Work required
Copy out every one of the rows below word for word, leaving nothing out and changing nothing.

Excerpted data
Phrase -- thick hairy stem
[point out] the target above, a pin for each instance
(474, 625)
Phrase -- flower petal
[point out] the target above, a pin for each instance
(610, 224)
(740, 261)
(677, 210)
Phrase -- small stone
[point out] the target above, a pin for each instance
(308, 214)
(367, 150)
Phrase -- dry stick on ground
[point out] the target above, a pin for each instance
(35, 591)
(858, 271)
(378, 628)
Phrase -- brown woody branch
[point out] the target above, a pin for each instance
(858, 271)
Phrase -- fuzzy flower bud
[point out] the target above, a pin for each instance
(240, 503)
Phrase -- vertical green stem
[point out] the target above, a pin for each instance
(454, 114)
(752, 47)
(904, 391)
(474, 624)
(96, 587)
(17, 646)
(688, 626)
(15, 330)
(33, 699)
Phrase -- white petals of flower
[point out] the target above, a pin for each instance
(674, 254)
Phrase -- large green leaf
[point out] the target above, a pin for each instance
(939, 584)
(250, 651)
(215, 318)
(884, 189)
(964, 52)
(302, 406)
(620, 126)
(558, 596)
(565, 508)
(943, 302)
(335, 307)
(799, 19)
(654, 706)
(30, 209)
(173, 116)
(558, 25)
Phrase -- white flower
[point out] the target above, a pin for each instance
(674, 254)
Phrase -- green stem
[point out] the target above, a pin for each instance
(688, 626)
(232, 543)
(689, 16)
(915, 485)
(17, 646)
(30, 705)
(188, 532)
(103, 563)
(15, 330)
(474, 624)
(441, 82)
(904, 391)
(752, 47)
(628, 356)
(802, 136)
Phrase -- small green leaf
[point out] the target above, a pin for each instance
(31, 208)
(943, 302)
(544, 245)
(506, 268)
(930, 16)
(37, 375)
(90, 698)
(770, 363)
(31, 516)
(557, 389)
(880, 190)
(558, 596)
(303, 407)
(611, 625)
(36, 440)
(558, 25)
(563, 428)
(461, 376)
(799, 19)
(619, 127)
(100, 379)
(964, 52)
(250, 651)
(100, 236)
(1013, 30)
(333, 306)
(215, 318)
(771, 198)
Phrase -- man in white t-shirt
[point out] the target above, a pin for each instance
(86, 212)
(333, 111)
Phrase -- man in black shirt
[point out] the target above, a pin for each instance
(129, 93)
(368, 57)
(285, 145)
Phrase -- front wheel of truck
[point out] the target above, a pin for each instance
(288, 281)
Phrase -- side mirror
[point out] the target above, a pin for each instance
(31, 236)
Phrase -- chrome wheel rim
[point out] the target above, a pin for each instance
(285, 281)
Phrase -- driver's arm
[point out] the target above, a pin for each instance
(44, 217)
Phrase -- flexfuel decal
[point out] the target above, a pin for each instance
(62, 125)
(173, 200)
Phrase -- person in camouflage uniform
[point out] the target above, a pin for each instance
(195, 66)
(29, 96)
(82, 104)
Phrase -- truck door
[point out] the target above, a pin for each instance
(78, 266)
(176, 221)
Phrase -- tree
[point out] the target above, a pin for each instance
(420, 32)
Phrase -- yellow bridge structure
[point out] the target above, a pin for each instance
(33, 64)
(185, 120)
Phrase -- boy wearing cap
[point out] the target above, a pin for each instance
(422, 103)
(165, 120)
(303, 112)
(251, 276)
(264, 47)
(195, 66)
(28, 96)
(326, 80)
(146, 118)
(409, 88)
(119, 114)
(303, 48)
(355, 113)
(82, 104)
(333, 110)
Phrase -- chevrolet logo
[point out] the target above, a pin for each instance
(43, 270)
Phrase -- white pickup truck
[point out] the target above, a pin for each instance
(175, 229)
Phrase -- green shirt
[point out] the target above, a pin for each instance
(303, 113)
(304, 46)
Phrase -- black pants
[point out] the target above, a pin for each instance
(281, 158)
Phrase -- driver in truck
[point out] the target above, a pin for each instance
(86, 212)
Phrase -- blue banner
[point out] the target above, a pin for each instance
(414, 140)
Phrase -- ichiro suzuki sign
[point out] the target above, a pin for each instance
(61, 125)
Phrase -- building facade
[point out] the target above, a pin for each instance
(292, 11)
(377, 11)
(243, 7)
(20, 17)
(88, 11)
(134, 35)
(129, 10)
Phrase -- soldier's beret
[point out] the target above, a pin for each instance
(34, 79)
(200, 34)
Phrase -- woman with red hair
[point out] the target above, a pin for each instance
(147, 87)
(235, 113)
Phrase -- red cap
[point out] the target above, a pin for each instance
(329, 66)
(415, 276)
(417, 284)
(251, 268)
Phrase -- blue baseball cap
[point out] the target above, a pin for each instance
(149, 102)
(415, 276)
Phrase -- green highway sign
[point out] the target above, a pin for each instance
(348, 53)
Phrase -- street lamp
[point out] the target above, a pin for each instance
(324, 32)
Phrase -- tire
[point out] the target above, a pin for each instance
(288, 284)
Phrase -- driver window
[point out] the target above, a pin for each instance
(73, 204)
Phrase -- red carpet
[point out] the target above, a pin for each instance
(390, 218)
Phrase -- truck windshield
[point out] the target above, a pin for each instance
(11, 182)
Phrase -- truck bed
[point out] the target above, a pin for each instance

Solution for this problem
Phrase -- thick hairy stem
[point out] the target above, a pin for each instance
(474, 625)
Phrase -- flower petal
[point out] the target above, a pin for each instance
(610, 224)
(740, 261)
(677, 210)
Phrase -- small stone
[point out] the target above, a pin for each instance
(308, 214)
(367, 150)
Phrase -- dry stick on ground
[point out] the target above, a pin for each instance
(35, 591)
(858, 271)
(378, 628)
Phrase -- brown woody branch
[point out] the target above, a pin for each instance
(858, 271)
Phrase -- fuzzy flower bud
[point out] the target above, a pin for each instance
(240, 503)
Phrase -- vertical green stem
[point out] the target above, a pin for each instance
(454, 114)
(752, 47)
(904, 391)
(474, 624)
(96, 587)
(17, 646)
(688, 626)
(15, 330)
(33, 699)
Phrase -- white petals of flower
[point out] the target above, a pin for each instance
(674, 254)
Phrase -- large green leaf
[point out] the target above, a pin for each instance
(939, 584)
(250, 651)
(215, 318)
(884, 189)
(964, 52)
(302, 406)
(620, 126)
(558, 596)
(565, 508)
(943, 302)
(335, 307)
(799, 19)
(654, 706)
(30, 209)
(173, 116)
(558, 25)
Phrase -- white flower
[point out] the target above, a pin for each instance
(674, 254)
Phrase -- green stem
[point out] the target above, a pin for each instance
(688, 626)
(232, 543)
(689, 16)
(915, 485)
(17, 646)
(30, 705)
(188, 532)
(103, 563)
(15, 330)
(474, 624)
(441, 82)
(904, 391)
(752, 47)
(628, 356)
(802, 136)
Phrase -- small green leaf
[point out] the target above, a pin for each instance
(31, 208)
(943, 302)
(544, 245)
(506, 268)
(930, 16)
(37, 375)
(90, 698)
(770, 363)
(31, 516)
(557, 389)
(880, 190)
(558, 596)
(303, 407)
(611, 625)
(36, 440)
(558, 25)
(563, 428)
(461, 376)
(799, 19)
(619, 127)
(100, 379)
(964, 52)
(250, 651)
(100, 236)
(1013, 30)
(333, 306)
(215, 318)
(771, 198)
Phrase -- man in white t-shirt
[point out] the target above, a pin for each instance
(86, 212)
(333, 111)
Phrase -- man in black shirt
[point out] the target above, a pin for each instance
(129, 93)
(368, 57)
(285, 145)
Phrase -- front wheel of truck
[point out] the target above, a pin for each instance
(288, 281)
Phrase -- side mirror
[point out] the target above, a pin for each instance
(31, 236)
Phrase -- chrome wheel rim
[point out] the target above, a pin for each instance
(285, 281)
Phrase -- driver's arm
[point out] the target above, a pin for each instance
(44, 217)
Phrase -- flexfuel decal
[point out] the target above, a pin for each instance
(62, 125)
(173, 200)
Phrase -- person in camouflage uniform
[point out] the target above, a pin for each instance
(195, 66)
(29, 96)
(82, 104)
Phrase -- truck door
[point out] the target above, a pin for each instance
(78, 266)
(176, 221)
Phrase -- tree
[point out] the target above, a pin for each instance
(420, 32)
Phrase -- yellow bridge structure
[point out] the target above, a pin for each instance
(33, 64)
(185, 120)
Phrase -- boy wearing cap
[point out] the target above, a pin for each instance
(422, 103)
(165, 120)
(303, 112)
(251, 276)
(264, 47)
(195, 66)
(28, 96)
(326, 80)
(146, 118)
(409, 88)
(119, 114)
(303, 48)
(355, 113)
(82, 104)
(333, 110)
Phrase -- chevrolet logo
[point out] the target above, a pin for each instance
(43, 270)
Phrase -- white pickup truck
[point out] the target above, a pin for each instance
(175, 229)
Phrase -- green shirt
[point out] the target above, a pin for each instance
(303, 113)
(304, 46)
Phrase -- black pants
[point out] the target above, a pin for each instance
(281, 158)
Phrase -- driver in truck
[point out] the target above, a pin for each instance
(86, 212)
Phrase -- blue banner
[point out] the target above, a pin for each instance
(414, 140)
Phrase -- ichiro suzuki sign
[point out] the target above, a pin for each instance
(61, 125)
Phrase -- building facade
[point out] the target above, a pin for each instance
(292, 11)
(377, 11)
(243, 7)
(20, 17)
(88, 11)
(134, 35)
(129, 10)
Phrase -- soldier's beret
[point out] the target above, a pin for each instance
(34, 79)
(200, 34)
Phrase -- woman with red hair
[point out] the target above, a pin for each instance
(147, 87)
(235, 113)
Phrase -- red cap
[point out] the target above, a pin for each instance
(329, 66)
(415, 276)
(417, 284)
(251, 268)
Phrase -- blue baseball cap
[point out] the target above, a pin for each instance
(149, 102)
(415, 276)
Phrase -- green highway sign
[point out] the target above, a pin for each instance
(348, 53)
Phrase -- street lamp
[point out] the target above, a pin for each instance
(324, 32)
Phrase -- tire
[point out] the target above, a pin for each instance
(288, 284)
Phrase -- driver window
[point out] the target above, a pin for each instance
(73, 204)
Phrase -- red carpet
[point out] the target above, a pin for each instance
(390, 218)
Phrase -- truck windshield
[point out] the target above, a pin for each instance
(11, 182)
Phrase -- truck bed
[point out] the target above, a pin for each instance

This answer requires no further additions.